## [STATED GOAL]
Reproduce exactly the lines from the one containing "of the flower" through the last line of the records below, both included, and nothing else.

## [MATERIAL FOR THIS TASK]
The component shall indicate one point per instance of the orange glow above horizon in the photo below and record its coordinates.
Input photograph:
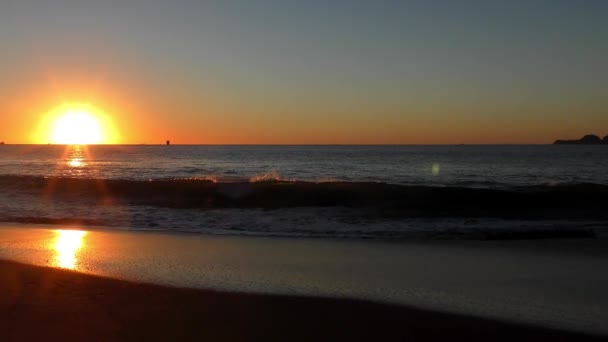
(67, 244)
(76, 124)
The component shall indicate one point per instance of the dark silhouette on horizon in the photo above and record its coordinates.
(589, 139)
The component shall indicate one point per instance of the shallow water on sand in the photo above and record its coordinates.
(553, 283)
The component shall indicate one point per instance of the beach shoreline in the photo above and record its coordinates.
(557, 284)
(49, 303)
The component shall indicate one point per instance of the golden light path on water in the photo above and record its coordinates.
(67, 245)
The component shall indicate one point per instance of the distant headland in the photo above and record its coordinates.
(590, 139)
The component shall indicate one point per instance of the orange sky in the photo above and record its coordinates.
(308, 73)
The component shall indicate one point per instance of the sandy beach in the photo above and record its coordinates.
(41, 303)
(248, 288)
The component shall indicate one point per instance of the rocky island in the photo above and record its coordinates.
(590, 139)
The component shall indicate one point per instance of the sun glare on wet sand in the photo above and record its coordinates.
(67, 244)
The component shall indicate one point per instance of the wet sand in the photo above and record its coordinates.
(42, 303)
(557, 284)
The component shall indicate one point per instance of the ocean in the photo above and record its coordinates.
(388, 192)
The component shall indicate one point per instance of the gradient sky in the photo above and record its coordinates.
(234, 72)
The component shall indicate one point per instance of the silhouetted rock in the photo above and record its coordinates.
(589, 139)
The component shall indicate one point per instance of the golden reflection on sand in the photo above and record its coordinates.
(76, 162)
(66, 246)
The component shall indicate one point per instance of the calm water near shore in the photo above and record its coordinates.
(443, 165)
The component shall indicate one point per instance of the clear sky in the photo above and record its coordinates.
(282, 72)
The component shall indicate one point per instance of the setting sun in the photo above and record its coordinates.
(79, 124)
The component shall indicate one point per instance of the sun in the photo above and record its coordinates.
(77, 124)
(76, 127)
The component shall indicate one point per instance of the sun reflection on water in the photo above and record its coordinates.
(67, 245)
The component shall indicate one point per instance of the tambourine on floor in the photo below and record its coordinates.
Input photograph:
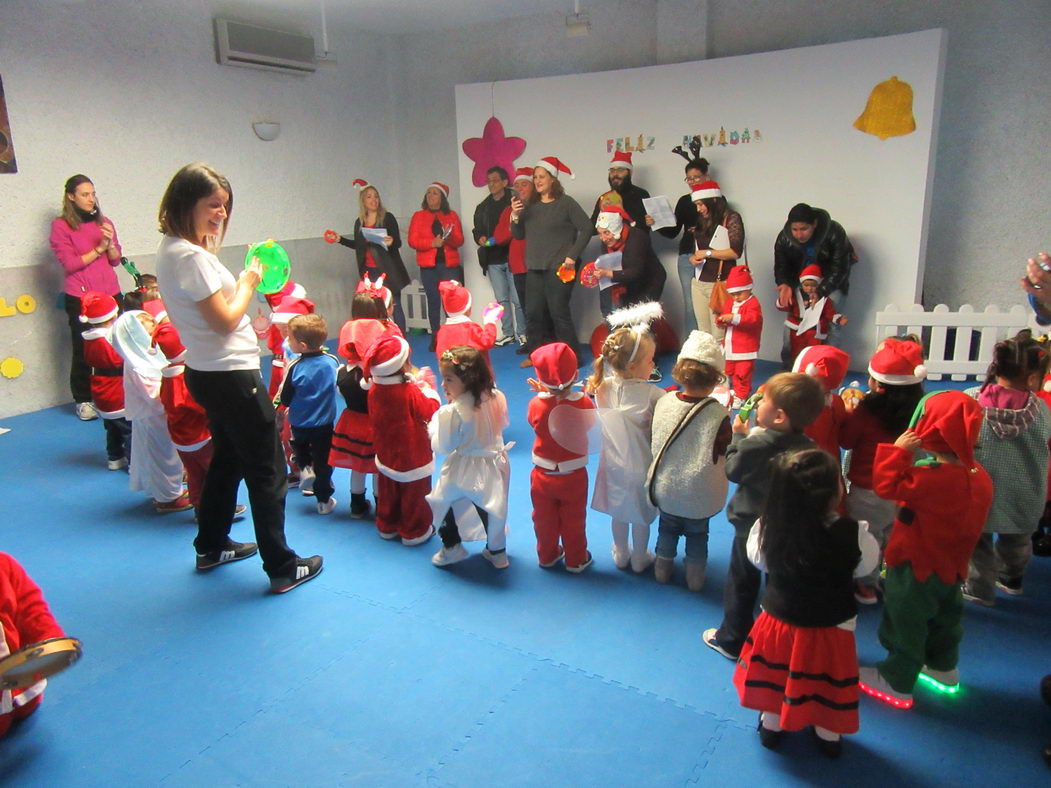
(38, 661)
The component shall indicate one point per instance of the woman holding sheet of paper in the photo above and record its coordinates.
(376, 241)
(436, 234)
(719, 234)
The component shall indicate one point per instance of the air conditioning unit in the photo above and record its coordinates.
(251, 46)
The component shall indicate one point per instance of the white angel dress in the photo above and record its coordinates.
(625, 409)
(475, 471)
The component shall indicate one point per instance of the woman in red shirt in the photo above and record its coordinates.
(436, 235)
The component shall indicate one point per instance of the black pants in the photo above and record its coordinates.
(548, 298)
(118, 438)
(740, 596)
(312, 446)
(245, 446)
(431, 277)
(450, 534)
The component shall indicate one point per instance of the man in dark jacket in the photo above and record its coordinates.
(493, 257)
(811, 236)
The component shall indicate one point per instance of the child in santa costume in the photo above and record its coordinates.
(400, 406)
(687, 477)
(458, 328)
(894, 387)
(156, 468)
(743, 317)
(799, 666)
(100, 312)
(810, 315)
(562, 418)
(943, 504)
(287, 308)
(625, 401)
(829, 366)
(352, 436)
(475, 474)
(1013, 449)
(24, 620)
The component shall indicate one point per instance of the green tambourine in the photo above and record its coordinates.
(276, 268)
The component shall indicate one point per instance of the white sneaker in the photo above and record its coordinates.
(448, 556)
(499, 560)
(307, 480)
(86, 412)
(419, 539)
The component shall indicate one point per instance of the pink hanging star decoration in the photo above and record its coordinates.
(492, 149)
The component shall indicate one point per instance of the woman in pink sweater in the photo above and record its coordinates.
(85, 245)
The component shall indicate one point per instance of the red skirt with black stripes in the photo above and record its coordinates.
(808, 676)
(352, 442)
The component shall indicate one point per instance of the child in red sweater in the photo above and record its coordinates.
(895, 385)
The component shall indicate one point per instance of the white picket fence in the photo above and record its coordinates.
(991, 326)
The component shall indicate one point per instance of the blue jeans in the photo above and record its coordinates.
(686, 272)
(513, 323)
(696, 531)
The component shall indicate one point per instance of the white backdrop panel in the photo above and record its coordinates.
(803, 102)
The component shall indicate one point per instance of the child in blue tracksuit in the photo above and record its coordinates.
(310, 394)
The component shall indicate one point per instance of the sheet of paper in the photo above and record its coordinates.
(374, 234)
(660, 208)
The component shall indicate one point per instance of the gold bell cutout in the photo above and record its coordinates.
(889, 110)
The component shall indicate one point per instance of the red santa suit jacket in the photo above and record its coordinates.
(399, 410)
(516, 247)
(24, 619)
(421, 237)
(548, 453)
(795, 314)
(461, 330)
(943, 509)
(187, 422)
(107, 373)
(743, 332)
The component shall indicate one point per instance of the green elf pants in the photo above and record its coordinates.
(922, 625)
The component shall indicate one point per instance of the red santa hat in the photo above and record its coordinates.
(613, 219)
(554, 166)
(356, 338)
(705, 190)
(289, 308)
(387, 356)
(375, 289)
(949, 421)
(156, 309)
(556, 366)
(290, 289)
(166, 339)
(455, 297)
(825, 363)
(812, 271)
(739, 280)
(898, 363)
(96, 308)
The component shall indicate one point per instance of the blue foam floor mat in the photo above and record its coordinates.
(387, 671)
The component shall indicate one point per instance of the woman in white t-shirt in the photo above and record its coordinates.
(207, 306)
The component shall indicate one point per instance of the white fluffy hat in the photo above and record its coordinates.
(700, 346)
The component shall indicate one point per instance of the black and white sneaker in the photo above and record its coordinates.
(306, 568)
(232, 552)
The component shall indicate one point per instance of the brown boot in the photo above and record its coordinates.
(696, 573)
(663, 569)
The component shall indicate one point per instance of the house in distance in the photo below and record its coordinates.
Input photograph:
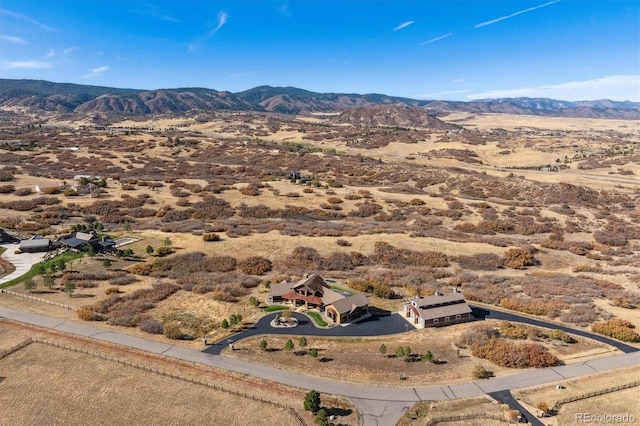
(314, 292)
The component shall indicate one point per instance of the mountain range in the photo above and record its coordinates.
(39, 95)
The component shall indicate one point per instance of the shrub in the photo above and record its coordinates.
(513, 331)
(519, 258)
(618, 329)
(7, 189)
(479, 372)
(163, 251)
(152, 326)
(481, 261)
(89, 315)
(312, 400)
(610, 238)
(514, 355)
(21, 192)
(255, 265)
(172, 331)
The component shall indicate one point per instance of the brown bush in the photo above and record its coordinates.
(255, 265)
(517, 258)
(21, 192)
(172, 331)
(7, 189)
(618, 329)
(220, 263)
(481, 262)
(514, 355)
(211, 237)
(610, 238)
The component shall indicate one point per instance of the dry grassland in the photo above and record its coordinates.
(232, 152)
(424, 413)
(47, 385)
(616, 402)
(359, 360)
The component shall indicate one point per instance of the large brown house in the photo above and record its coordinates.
(314, 292)
(437, 310)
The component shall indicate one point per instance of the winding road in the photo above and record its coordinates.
(378, 405)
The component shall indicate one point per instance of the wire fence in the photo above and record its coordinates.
(151, 369)
(16, 348)
(36, 299)
(560, 403)
(461, 417)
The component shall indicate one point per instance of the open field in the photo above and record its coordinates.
(359, 360)
(619, 402)
(533, 214)
(44, 384)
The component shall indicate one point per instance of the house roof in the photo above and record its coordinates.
(35, 243)
(292, 295)
(73, 242)
(279, 289)
(445, 311)
(438, 300)
(85, 236)
(313, 283)
(439, 306)
(350, 304)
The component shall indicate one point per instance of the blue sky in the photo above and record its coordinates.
(429, 49)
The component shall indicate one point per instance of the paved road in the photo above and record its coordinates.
(487, 313)
(378, 405)
(380, 323)
(23, 261)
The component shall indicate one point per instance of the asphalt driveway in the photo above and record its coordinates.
(380, 323)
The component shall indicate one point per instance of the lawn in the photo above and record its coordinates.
(41, 267)
(318, 319)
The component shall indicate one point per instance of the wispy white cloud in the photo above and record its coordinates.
(613, 87)
(223, 17)
(96, 72)
(283, 9)
(403, 25)
(21, 17)
(520, 12)
(433, 40)
(27, 64)
(13, 39)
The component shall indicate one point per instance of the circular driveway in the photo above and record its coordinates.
(380, 323)
(23, 261)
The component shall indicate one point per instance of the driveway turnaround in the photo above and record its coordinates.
(378, 405)
(23, 261)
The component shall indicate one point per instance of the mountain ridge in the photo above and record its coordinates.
(42, 95)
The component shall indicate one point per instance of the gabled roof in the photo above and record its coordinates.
(313, 283)
(445, 311)
(34, 243)
(350, 304)
(438, 300)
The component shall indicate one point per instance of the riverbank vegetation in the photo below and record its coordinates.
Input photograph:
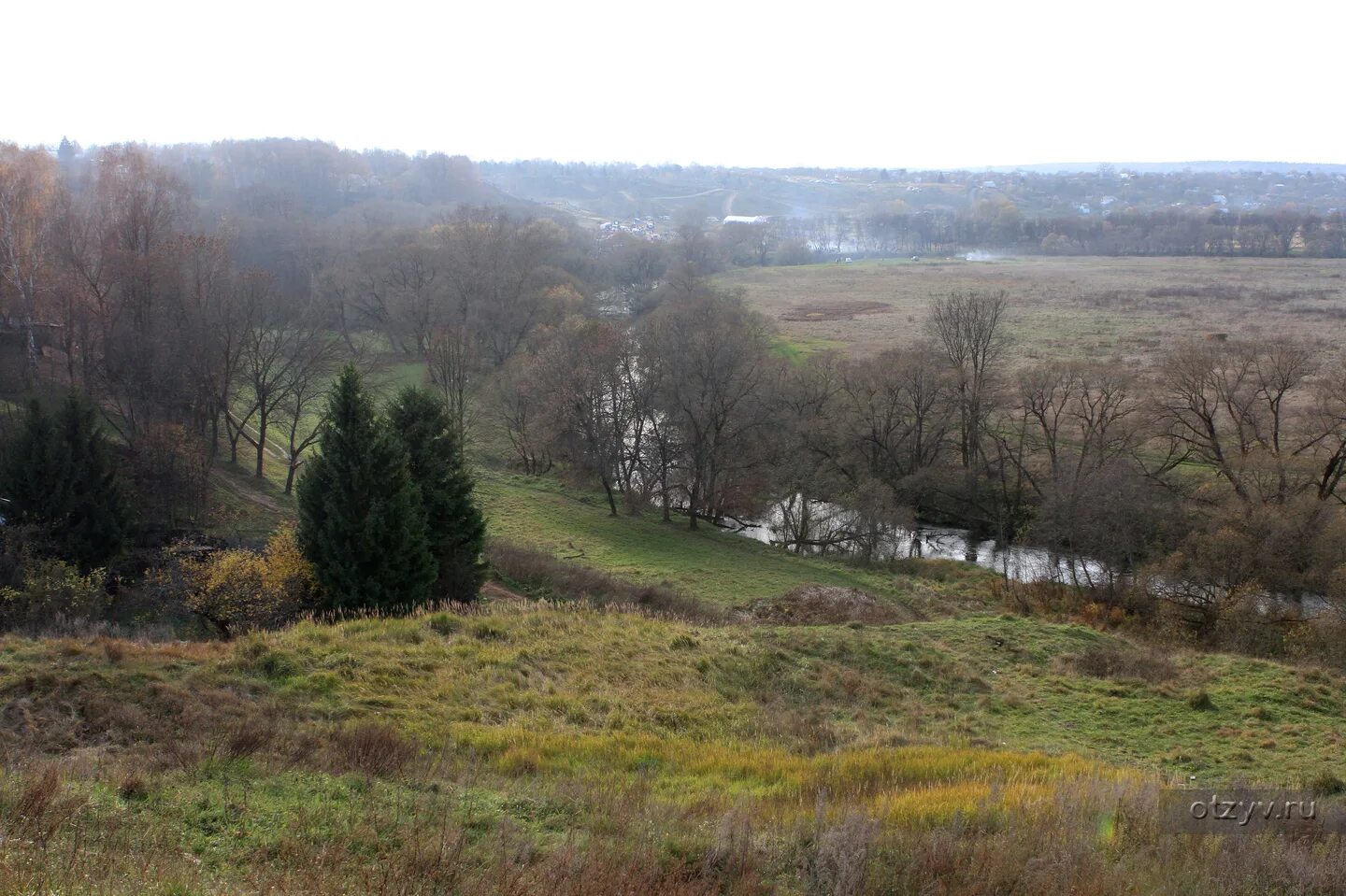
(407, 557)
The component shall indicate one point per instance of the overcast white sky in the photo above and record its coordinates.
(718, 82)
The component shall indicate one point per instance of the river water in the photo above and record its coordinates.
(1019, 562)
(831, 523)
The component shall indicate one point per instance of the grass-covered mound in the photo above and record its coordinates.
(523, 747)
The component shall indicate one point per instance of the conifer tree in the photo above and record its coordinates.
(454, 522)
(361, 522)
(60, 476)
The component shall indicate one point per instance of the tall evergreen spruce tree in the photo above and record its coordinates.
(454, 522)
(361, 522)
(61, 477)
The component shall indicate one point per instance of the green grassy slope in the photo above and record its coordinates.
(711, 564)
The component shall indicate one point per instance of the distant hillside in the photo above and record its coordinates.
(1174, 167)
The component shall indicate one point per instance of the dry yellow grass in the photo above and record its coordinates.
(1061, 307)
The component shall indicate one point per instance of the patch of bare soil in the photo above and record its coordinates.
(834, 311)
(824, 605)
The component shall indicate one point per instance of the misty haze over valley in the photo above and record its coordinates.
(715, 449)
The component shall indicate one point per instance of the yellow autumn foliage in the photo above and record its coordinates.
(241, 588)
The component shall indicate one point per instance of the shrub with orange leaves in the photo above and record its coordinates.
(238, 588)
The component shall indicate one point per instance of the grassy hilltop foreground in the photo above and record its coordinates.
(525, 747)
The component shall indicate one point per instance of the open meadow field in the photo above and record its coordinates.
(1086, 307)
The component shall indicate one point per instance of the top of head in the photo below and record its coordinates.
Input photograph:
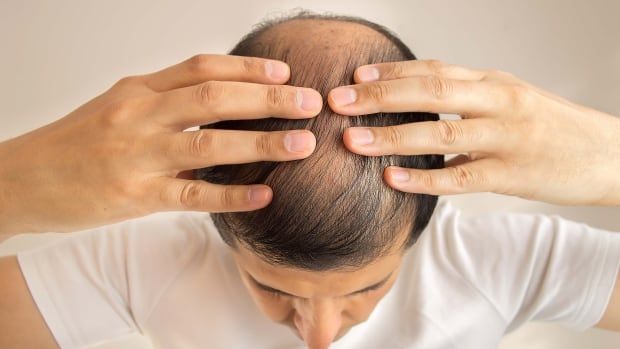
(331, 210)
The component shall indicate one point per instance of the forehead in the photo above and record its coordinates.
(309, 284)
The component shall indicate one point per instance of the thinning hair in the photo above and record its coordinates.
(331, 210)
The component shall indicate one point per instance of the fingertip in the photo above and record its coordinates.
(309, 100)
(366, 73)
(397, 175)
(302, 143)
(259, 196)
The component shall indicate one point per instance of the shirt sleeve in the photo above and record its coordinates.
(535, 267)
(100, 285)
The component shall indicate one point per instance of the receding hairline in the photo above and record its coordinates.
(326, 30)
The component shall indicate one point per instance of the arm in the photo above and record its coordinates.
(611, 318)
(21, 323)
(124, 154)
(514, 138)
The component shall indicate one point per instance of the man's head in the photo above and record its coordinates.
(328, 247)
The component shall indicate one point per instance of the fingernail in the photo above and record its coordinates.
(368, 73)
(308, 100)
(297, 142)
(276, 70)
(399, 175)
(343, 96)
(258, 194)
(361, 136)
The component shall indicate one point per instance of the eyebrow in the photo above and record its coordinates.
(275, 290)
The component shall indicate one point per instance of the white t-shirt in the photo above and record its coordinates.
(464, 284)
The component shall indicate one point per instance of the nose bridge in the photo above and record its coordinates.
(319, 321)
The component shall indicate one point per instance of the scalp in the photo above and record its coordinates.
(332, 209)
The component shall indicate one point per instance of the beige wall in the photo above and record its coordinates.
(58, 54)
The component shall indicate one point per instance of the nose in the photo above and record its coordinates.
(318, 322)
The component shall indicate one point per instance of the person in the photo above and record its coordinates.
(170, 277)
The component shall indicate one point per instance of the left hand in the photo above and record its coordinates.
(513, 138)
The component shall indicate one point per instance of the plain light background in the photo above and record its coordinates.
(58, 54)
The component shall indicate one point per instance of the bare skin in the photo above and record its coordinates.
(124, 154)
(500, 112)
(514, 138)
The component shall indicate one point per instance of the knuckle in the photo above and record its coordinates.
(427, 180)
(208, 93)
(264, 145)
(227, 198)
(448, 132)
(395, 70)
(120, 111)
(378, 92)
(520, 97)
(190, 195)
(250, 66)
(437, 86)
(200, 144)
(436, 67)
(199, 63)
(394, 135)
(462, 177)
(275, 97)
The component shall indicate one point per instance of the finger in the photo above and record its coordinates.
(204, 67)
(196, 195)
(423, 94)
(429, 137)
(214, 101)
(398, 70)
(476, 176)
(211, 147)
(460, 159)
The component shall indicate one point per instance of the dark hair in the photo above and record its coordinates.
(331, 210)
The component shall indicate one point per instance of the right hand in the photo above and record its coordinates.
(514, 138)
(124, 154)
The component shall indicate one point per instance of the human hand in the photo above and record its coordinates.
(124, 155)
(513, 138)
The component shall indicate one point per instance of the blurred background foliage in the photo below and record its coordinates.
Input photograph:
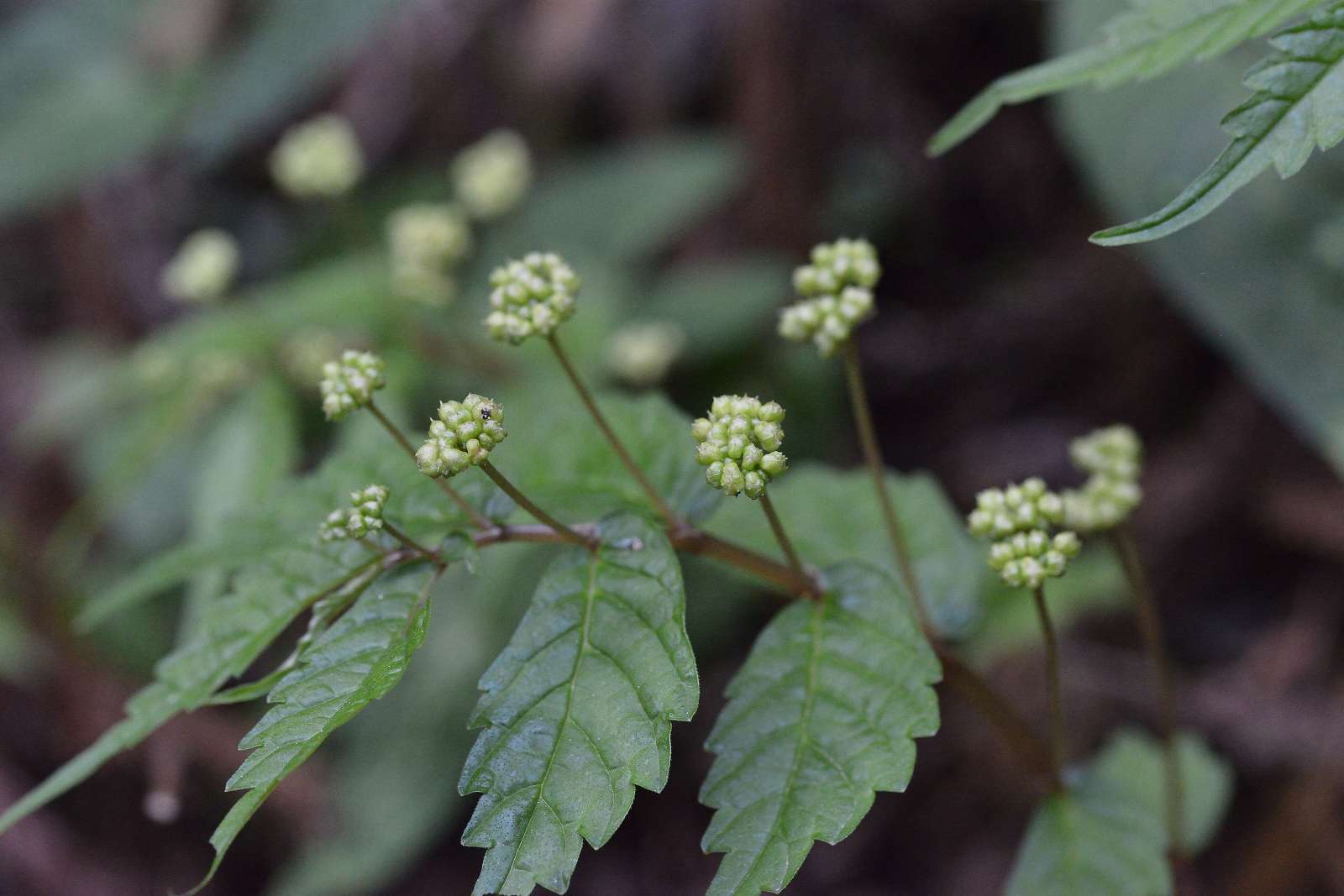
(685, 154)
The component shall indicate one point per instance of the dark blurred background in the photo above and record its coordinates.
(1003, 333)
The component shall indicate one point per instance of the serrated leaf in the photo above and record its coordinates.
(354, 663)
(578, 708)
(1106, 836)
(823, 715)
(1148, 40)
(833, 516)
(232, 634)
(1135, 762)
(1297, 107)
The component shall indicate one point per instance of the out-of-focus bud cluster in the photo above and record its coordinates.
(427, 242)
(203, 270)
(492, 175)
(349, 383)
(531, 297)
(837, 295)
(1019, 520)
(1113, 458)
(463, 436)
(642, 354)
(739, 443)
(366, 516)
(318, 159)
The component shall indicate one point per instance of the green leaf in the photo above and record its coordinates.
(232, 634)
(1148, 40)
(1135, 762)
(1297, 107)
(354, 663)
(578, 708)
(833, 516)
(823, 715)
(1106, 836)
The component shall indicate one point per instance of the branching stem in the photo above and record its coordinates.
(1151, 631)
(664, 511)
(538, 513)
(878, 469)
(1057, 712)
(454, 495)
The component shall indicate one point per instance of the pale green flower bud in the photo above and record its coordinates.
(643, 354)
(203, 269)
(738, 443)
(531, 297)
(318, 159)
(492, 175)
(464, 436)
(349, 383)
(367, 515)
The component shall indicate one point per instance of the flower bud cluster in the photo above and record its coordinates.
(203, 269)
(1019, 519)
(427, 242)
(739, 443)
(1113, 458)
(318, 159)
(463, 436)
(366, 516)
(531, 297)
(349, 383)
(837, 295)
(492, 175)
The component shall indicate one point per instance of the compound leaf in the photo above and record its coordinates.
(1297, 107)
(1144, 42)
(358, 660)
(578, 708)
(823, 715)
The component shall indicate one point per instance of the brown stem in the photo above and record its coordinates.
(781, 537)
(878, 469)
(664, 511)
(1057, 714)
(1015, 730)
(454, 495)
(538, 513)
(1151, 631)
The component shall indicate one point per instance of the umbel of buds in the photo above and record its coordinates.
(318, 159)
(531, 297)
(1019, 519)
(349, 383)
(491, 175)
(837, 295)
(1113, 458)
(463, 436)
(739, 443)
(367, 515)
(203, 269)
(427, 241)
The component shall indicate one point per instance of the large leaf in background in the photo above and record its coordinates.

## [RESULT]
The component shall indicate one point per instance of the flower bud cluster in the photo above and record its coordinates.
(203, 269)
(1019, 519)
(427, 242)
(739, 443)
(1113, 458)
(318, 159)
(463, 436)
(366, 516)
(531, 297)
(349, 383)
(837, 295)
(492, 175)
The component shall indicate one point per instance of the compound leaf in the photo above and record its coordinates.
(1297, 107)
(1144, 42)
(358, 660)
(578, 708)
(823, 715)
The component shall indicate one point per instance of the brown stem in the photo above and record its coordinates.
(781, 537)
(878, 469)
(664, 511)
(1057, 714)
(1015, 730)
(454, 495)
(538, 513)
(1151, 631)
The component shall indicate one point per instance of the umbel of buds in the photo above and record its coordinates.
(318, 159)
(531, 297)
(1019, 519)
(349, 383)
(491, 175)
(837, 295)
(1113, 458)
(463, 436)
(739, 443)
(367, 515)
(203, 269)
(427, 241)
The component shall indicate one point per instance of the large leaf in background in the photo above and record its coordinates.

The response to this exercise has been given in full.